## THE DATA
#####
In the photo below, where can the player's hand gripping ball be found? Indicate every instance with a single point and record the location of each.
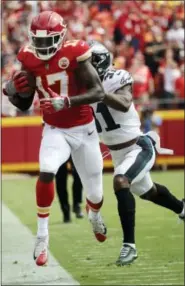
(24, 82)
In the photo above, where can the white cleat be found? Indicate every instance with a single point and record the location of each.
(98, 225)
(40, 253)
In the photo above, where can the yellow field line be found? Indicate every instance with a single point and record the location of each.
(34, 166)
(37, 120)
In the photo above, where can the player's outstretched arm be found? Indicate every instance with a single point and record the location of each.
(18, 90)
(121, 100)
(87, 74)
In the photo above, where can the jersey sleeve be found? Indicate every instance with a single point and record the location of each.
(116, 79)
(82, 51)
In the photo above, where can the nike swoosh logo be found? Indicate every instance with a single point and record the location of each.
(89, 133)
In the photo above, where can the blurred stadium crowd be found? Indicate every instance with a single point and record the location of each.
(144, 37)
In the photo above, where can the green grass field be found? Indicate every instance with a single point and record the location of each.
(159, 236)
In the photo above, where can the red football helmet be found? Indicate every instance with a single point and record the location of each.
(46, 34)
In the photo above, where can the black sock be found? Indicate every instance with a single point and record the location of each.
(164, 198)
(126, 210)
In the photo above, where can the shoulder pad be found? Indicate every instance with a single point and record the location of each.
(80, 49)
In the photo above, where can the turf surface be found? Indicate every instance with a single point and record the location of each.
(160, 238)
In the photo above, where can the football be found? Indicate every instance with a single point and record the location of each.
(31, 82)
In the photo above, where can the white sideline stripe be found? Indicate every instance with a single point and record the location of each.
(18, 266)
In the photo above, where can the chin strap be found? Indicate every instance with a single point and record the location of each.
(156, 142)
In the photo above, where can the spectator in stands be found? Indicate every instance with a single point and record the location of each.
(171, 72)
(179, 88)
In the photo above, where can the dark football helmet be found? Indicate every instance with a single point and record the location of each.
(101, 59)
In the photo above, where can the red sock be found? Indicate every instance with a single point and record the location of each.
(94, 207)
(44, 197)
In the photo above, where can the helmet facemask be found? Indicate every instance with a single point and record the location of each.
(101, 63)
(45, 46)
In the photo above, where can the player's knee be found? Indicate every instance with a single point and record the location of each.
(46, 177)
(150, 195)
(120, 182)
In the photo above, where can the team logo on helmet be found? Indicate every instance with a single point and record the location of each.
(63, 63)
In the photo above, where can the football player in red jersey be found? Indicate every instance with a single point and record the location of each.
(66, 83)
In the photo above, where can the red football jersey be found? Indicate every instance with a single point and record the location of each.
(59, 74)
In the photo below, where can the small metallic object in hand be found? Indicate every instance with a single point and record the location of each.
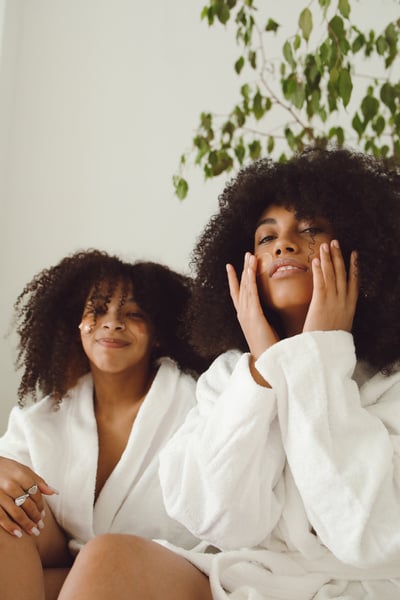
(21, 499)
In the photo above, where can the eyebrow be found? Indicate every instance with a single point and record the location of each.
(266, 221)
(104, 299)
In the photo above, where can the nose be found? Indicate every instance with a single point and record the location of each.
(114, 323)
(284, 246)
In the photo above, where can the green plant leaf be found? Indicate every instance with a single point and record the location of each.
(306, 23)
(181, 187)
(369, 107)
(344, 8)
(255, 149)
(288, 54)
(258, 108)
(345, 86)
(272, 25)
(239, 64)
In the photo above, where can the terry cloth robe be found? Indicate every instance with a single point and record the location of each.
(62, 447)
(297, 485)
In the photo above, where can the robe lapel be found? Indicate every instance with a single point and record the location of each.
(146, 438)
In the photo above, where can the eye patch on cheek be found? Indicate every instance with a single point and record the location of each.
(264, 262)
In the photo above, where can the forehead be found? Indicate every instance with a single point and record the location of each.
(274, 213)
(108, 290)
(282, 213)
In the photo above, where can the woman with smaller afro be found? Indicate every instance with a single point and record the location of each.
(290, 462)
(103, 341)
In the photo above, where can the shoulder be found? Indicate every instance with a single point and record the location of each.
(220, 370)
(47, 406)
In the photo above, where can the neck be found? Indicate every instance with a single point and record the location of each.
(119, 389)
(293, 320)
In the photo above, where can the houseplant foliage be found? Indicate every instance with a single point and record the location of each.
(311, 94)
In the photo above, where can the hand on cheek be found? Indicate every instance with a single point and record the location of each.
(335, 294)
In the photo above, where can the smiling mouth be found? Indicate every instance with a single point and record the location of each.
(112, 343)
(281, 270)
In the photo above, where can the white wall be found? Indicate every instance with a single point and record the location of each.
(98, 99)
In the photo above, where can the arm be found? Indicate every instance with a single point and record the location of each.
#####
## YOUR GOAL
Retype the records in full, exactly as given, and omit the pictures.

## RESULT FOR THIS EXERCISE
In the photo below, where can the player's hand gripping ball be found? Indicate every instance with a single point and record the location of each.
(24, 82)
In the photo above, where can the white cleat be found? Indicate every instance with a single point and record the location of each.
(98, 225)
(40, 253)
In the photo above, where can the yellow field line be found? Indicate every instance with a single point and record the location of each.
(34, 166)
(37, 120)
In the photo above, where can the player's outstretched arm be found? Indicate every instance with a single point and record the location of each.
(18, 90)
(121, 100)
(87, 74)
In the photo above, where can the jersey sleeve be found? Indicate every instance with a single point and record the location of each.
(116, 79)
(82, 51)
In the photo above, where can the nike swoosh logo be found? Indicate every instance with a single point and record the location of each.
(89, 133)
In the photo above, where can the blurred stadium crowd be found? Indicate every instance with a single point and record the location of each.
(144, 37)
In the photo above, where can the green grass field be found? Indicate every instance with a single point and record the location of each.
(159, 236)
In the photo above, where can the red football helmet be found? Indicate every instance with a single point and record the location of each.
(46, 34)
In the photo above, where can the black sock be found? Indicate every instance with a single point and record the location of each.
(164, 198)
(126, 210)
In the photo above, where can the shoulder pad be found? Indicate every instance with a single point and record the location of each.
(80, 49)
In the photo above, where can the turf surface be found? Indicate every instance with a single point and record the location of each.
(160, 238)
In the photo above, where can the football be found? Indicate every instance with a single point and record the location of each.
(31, 82)
In the photo above, where can the white sideline stripe be found? Indicate every instance with a single point and record the location of each.
(18, 266)
In the photo above, where can the chin strap be found? Indicate every instance with a single point and record the location of each.
(156, 142)
In the photo above, where can the spectator in stands be found? Indicate every instance with a single point and record the location of each.
(171, 72)
(179, 88)
In the photo above, where can the dark football helmet be found? Indicate every instance with a single point and record the location of each.
(101, 59)
In the photo above, where can the red sock be found? Indicate every instance with a single point and record the location of each.
(94, 207)
(44, 197)
In the photo above, where can the helmet facemask be found? Indicate every instance with a single point and record the location of each.
(101, 63)
(45, 46)
In the photo above, where can the player's knee be found? Indicate every instance with a single point and record the location of each.
(46, 177)
(150, 195)
(120, 182)
In the photo above, where can the team logo on helmet be found? Indicate every instance with a single point and record the location of each.
(63, 63)
In the photo above, where can the football player in red jersey be found? Indicate every instance with a single point and record the location of each.
(66, 83)
In the photo above, where can the red football jersey be found? Indicate every instance with a single point and record the location of each.
(59, 74)
In the photo below, where can the small metallic object in hand be found? Indicate every instance with a single point and record the location of each.
(21, 499)
In the photo above, where can the eyebrow be found? Indicate every instance with a single point and record the location of each.
(266, 221)
(104, 299)
In the photo above, where can the nose be found? Indicate every instance with a single point and record the location of each.
(114, 323)
(284, 246)
In the photo above, where can the green plant leaf be found? Indicate every instance with a single point and record the location of each.
(306, 23)
(181, 187)
(369, 107)
(344, 8)
(255, 149)
(288, 54)
(258, 108)
(345, 86)
(272, 25)
(239, 64)
In the photo above, where can the terry cloth robe be found? Indicate every instance with a single point and record the location of each.
(62, 447)
(297, 485)
In the photo above, where can the robe lapel be found? Indicate every instance with a single point and record the location of each.
(146, 438)
In the photo above, where can the eye patch on cheek be found? Indicate every instance with a single point and record the location of each.
(264, 262)
In the photo above, where can the forehead be found? Indicate every instance with a single point and record the location of each.
(274, 213)
(108, 290)
(282, 213)
In the photo above, where can the woman with smaller afro be found? Indicate every instance with a single point and record the location of each.
(290, 462)
(103, 341)
In the photo above, where can the shoulder be found? Indicate every instance with a single point and record the location of each.
(220, 370)
(47, 406)
In the photo above, where can the neck be found? Indicate every instance with a single point and record the location of each.
(119, 389)
(293, 320)
In the photo above, where can the houseplant foliage be found? Indicate every instance with a single point and record the location of each.
(311, 94)
In the photo above, where can the hand on cheek be found? Indicate every instance with a single point and record the location of each.
(335, 294)
In the photo above, where can the smiling mouth be found? Indicate every instance with a single point and record the location of each.
(112, 343)
(281, 270)
In the photo above, where can the white wall be found? Indicate every instance with a single point and record the location of each.
(98, 99)
In the photo above, where can the arm be found? Indicate every instance with a single point and record the location of each.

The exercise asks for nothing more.